Testosterone, a naturally produced anabolic sex hormone has long been associated with physical appearance & performance, but how does it work? And what are the potential health implications with prolonged use?
Firstly, lets discuss what testosterone actually is. Testosterone is the primary androgen found in males, stimulating male development by binding directly to androgenic receptors. Males produce testosterone in comparably larger amounts than females who primarily produce progesterone & estrogen. The amount of testosterone produced by the body is governed by a feedback loop involving the stimulation/inhibition of three signalling hormones;

  • Gonadotropin-releasing Hormone (GnRH)
  • Follicle Stimulating Hormone (FSH)
  • Luteinizing Hormone (LH)

Effects of Testosterone

Testosterone levels are commonly elevated during puberty and are involved in;

Testosterone Injection
Testosterone Injection
  • The development of sex organs
  • Increase in muscle mass
  • Growth of facial/body hair
  • Deepening of the voice
  • Increased libido
  • Aggression
  • Increase Strength
  • Stimulation of erythropoietin production & stem cells

Side Effects of Testosterone

  • Nausea/Vomiting
  • Decrease in testicle size
  • Impotence
  • Change in skin colour
  • Liver problems
  • Blood clotting
  • Pain on urination

Long term use or abuse of testosterone can permanently disrupt the “feedback loop” as a result “Testosterone replacement therapy” (TRT) may need to be initiated & adhered to for life.

Testosterone abuse in sport

The first reports of testosterone use in sport dates back to the early 1950’s where it was being used in eastern Europe. The benefits & prevalence associated with its used prompted the introduction of urine testing in the 1968 Olympics. Testosterone use has shown to produce benefits both during & after exercise. Athletes with higher testosterone levels can recover from intense workouts at an accelerated rate while also availing of greater improvements in aerobic function & muscular strength/endurance. This combination allows athletes to train harder, recover faster & thus improve overall performance for their given sport. Increased muscle strength & aggression would have relevance in sports such as weightlifting or boxing. While improved aerobic performance would be beneficial in endurance sports like cycling, athletics & swimming.

# TASKS FOR THIS EXERCISE
1. In the testosterone text, what kind of testing was introduced at the 1968 Olympics?
2. Extract the passage of the testosterone text from "Side Effects of" up to and including "to for life.", without changing any wording.

# GIVEN INFORMATION
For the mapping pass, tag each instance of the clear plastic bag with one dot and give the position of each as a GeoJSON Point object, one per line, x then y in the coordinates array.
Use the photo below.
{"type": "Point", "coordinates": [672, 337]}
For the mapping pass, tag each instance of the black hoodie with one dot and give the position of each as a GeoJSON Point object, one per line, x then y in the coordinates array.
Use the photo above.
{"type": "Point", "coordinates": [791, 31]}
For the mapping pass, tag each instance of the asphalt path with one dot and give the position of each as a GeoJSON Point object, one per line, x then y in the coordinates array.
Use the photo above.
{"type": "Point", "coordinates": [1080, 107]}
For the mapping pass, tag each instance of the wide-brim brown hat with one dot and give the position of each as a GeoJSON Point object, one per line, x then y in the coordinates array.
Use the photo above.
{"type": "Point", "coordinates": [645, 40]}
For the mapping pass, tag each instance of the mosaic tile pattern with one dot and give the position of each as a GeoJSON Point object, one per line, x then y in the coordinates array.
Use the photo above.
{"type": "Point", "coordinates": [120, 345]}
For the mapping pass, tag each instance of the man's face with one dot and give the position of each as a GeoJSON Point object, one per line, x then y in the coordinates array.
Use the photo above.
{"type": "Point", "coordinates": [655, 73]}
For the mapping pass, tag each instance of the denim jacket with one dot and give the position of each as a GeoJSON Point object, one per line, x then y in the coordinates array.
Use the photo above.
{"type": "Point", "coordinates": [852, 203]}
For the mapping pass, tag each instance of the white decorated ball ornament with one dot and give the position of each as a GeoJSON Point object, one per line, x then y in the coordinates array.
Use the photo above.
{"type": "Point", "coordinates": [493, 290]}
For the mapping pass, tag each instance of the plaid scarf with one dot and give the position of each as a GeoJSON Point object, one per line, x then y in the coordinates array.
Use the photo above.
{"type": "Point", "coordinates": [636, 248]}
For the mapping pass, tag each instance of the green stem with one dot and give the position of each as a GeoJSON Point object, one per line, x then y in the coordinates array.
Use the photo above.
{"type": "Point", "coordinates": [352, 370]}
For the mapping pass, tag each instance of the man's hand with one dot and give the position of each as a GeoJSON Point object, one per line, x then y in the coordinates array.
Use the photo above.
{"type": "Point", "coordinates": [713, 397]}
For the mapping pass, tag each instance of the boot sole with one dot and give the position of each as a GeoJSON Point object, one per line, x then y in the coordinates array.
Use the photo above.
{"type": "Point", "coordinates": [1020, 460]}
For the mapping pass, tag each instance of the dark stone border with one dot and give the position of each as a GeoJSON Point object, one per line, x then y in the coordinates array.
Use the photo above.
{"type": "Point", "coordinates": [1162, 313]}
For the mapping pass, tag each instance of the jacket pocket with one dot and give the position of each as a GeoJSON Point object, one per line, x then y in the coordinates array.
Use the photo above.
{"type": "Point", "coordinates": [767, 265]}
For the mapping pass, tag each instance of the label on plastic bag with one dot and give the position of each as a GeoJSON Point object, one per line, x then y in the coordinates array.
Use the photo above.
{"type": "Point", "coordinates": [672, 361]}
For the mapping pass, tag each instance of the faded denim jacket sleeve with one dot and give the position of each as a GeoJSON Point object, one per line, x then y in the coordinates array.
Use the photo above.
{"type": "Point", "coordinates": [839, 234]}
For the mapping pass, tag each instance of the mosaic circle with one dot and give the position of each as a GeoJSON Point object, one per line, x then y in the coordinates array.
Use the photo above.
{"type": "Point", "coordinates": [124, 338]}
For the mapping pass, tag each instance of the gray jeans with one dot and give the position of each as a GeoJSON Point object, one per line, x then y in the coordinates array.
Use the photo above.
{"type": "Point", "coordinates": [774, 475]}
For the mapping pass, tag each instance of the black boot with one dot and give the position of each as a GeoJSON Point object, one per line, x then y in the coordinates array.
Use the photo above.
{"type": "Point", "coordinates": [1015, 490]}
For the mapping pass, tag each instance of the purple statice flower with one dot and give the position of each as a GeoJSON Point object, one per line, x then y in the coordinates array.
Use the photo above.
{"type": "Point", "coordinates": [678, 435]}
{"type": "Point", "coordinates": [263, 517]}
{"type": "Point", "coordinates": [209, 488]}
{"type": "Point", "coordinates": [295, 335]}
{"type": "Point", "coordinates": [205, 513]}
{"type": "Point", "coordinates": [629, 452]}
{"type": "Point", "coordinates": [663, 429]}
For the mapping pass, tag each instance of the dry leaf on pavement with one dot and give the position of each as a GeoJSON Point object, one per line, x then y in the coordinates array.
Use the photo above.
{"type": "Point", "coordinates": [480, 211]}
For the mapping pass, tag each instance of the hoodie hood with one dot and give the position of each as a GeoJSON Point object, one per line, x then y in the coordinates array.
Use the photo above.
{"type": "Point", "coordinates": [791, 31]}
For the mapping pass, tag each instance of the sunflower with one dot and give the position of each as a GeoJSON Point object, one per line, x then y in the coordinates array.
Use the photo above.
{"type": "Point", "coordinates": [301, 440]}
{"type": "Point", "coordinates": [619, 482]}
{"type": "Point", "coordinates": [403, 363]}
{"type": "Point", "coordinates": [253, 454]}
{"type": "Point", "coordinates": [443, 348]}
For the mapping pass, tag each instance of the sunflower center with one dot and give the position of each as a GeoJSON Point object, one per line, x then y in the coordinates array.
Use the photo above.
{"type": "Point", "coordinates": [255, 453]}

# RESPONSES BY TASK
1. Urine testing.

2.
Side Effects of Testosterone

  • Nausea/Vomiting
  • Decrease in testicle size
  • Impotence
  • Change in skin colour
  • Liver problems
  • Blood clotting
  • Pain on urination

Long term use or abuse of testosterone can permanently disrupt the “feedback loop” as a result “Testosterone replacement therapy” (TRT) may need to be initiated & adhered to for life.